Exercise requirements: All lines from the one holding "[locate] tree foliage" through the last line of the entries below must be transcribed exactly, and no others. Pictures do not go in.

(Dataset entries)
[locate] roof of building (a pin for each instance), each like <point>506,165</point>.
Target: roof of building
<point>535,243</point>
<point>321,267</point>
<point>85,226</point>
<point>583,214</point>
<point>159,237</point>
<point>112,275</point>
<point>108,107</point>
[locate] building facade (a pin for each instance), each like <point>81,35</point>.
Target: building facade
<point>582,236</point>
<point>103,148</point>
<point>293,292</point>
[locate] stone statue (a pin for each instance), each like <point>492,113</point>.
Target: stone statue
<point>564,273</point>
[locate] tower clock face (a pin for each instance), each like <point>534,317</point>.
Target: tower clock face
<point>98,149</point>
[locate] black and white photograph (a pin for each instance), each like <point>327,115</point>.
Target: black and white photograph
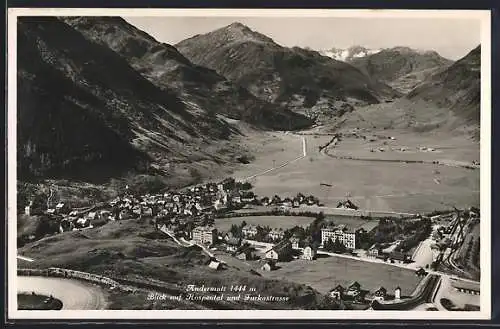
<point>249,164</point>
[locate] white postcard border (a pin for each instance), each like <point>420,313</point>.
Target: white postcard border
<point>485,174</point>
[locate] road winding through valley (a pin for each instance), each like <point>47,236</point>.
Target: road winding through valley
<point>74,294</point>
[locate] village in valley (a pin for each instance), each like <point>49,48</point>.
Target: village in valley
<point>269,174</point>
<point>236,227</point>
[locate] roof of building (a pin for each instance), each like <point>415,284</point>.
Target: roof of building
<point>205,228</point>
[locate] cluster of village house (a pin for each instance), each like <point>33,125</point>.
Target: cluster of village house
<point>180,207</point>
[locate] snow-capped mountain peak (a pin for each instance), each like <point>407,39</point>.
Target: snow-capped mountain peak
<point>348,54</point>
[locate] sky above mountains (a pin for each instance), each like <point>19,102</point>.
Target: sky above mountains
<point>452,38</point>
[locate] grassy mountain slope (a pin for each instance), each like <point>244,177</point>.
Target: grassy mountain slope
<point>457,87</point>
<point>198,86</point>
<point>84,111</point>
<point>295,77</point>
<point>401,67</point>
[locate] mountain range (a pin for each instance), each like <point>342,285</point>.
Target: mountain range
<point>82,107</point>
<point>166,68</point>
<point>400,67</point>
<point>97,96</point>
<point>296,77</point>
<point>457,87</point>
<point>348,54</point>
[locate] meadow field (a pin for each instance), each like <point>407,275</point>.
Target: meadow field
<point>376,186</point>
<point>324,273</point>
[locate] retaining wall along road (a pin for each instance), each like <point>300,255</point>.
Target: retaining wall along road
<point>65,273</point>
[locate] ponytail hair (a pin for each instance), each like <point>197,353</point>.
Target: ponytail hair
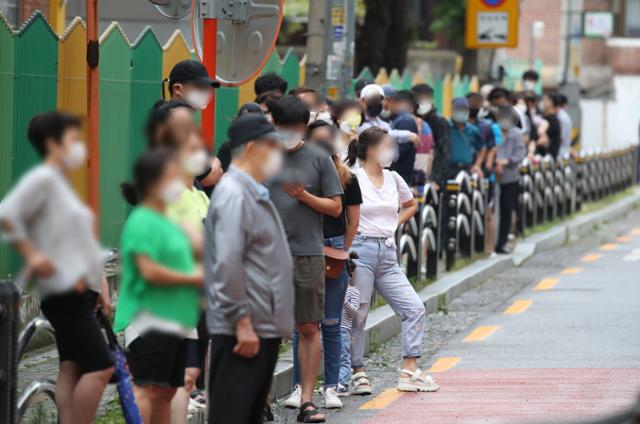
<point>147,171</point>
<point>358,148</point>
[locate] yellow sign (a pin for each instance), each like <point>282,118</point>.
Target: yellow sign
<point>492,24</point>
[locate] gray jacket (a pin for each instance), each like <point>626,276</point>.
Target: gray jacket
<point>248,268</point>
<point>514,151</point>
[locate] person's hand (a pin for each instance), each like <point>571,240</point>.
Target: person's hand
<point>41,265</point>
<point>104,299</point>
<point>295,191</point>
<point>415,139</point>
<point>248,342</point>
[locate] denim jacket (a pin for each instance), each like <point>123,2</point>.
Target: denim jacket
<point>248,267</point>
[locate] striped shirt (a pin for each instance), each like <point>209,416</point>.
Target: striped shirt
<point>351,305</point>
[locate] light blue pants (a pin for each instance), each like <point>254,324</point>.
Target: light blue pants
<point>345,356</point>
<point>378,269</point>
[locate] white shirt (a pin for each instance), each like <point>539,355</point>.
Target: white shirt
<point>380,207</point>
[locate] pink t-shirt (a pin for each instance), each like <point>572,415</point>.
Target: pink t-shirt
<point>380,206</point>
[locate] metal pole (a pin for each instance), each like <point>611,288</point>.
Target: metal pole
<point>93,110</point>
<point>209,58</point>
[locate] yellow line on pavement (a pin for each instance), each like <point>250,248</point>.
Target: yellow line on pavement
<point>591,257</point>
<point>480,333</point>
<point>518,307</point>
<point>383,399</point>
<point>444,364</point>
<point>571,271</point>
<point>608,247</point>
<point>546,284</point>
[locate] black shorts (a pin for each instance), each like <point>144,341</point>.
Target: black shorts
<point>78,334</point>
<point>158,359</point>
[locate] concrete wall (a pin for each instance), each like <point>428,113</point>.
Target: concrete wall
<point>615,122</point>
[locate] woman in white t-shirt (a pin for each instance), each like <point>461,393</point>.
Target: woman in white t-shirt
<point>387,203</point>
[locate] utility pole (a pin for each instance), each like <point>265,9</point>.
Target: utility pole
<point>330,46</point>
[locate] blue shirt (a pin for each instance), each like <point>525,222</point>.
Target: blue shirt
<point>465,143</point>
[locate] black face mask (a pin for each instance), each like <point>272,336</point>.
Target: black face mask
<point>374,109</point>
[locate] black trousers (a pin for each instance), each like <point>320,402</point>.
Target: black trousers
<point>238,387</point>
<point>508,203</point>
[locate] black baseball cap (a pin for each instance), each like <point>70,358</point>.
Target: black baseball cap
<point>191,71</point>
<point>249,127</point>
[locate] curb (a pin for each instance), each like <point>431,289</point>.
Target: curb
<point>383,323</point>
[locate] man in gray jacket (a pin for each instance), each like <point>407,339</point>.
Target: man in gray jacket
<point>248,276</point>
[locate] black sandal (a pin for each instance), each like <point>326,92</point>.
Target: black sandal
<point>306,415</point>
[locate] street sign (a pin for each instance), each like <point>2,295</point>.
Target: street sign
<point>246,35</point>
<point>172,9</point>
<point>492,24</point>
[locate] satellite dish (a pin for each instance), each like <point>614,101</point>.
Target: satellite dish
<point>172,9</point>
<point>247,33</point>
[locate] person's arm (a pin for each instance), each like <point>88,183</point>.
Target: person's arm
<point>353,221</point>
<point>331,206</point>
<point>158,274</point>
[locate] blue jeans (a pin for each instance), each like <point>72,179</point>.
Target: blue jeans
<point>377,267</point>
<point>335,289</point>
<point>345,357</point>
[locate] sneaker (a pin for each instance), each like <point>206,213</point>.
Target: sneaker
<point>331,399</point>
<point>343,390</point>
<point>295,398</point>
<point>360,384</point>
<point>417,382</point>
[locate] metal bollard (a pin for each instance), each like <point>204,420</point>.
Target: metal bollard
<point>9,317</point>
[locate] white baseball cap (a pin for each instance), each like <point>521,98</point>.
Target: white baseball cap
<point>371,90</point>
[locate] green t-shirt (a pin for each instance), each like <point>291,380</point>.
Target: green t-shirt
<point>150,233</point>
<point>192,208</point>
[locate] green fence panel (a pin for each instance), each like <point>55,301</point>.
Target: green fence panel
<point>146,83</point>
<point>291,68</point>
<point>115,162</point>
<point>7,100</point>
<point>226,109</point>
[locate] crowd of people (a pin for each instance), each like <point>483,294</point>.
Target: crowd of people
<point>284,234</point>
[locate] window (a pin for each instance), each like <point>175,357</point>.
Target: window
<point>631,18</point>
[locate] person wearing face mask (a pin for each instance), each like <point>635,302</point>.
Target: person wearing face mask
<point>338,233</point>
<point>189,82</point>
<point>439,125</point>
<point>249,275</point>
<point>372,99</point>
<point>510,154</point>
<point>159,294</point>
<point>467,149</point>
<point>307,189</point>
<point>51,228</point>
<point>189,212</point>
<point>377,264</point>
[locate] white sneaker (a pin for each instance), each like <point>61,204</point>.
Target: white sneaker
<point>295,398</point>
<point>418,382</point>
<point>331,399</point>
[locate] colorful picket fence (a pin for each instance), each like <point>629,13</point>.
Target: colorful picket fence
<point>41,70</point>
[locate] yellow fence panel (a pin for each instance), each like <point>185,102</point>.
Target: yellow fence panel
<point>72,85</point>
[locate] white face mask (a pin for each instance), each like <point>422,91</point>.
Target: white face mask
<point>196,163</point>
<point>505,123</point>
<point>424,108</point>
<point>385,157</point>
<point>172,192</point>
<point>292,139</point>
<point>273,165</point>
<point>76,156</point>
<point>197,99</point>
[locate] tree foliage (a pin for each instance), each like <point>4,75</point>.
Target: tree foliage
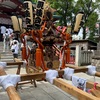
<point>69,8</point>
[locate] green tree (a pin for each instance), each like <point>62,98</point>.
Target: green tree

Expected answer:
[locate] tree foliage (a pin for each instance), each like <point>4,75</point>.
Target: tree foliage
<point>69,8</point>
[locate] green tree (a pin for each instance), each like <point>62,98</point>.
Target: green tree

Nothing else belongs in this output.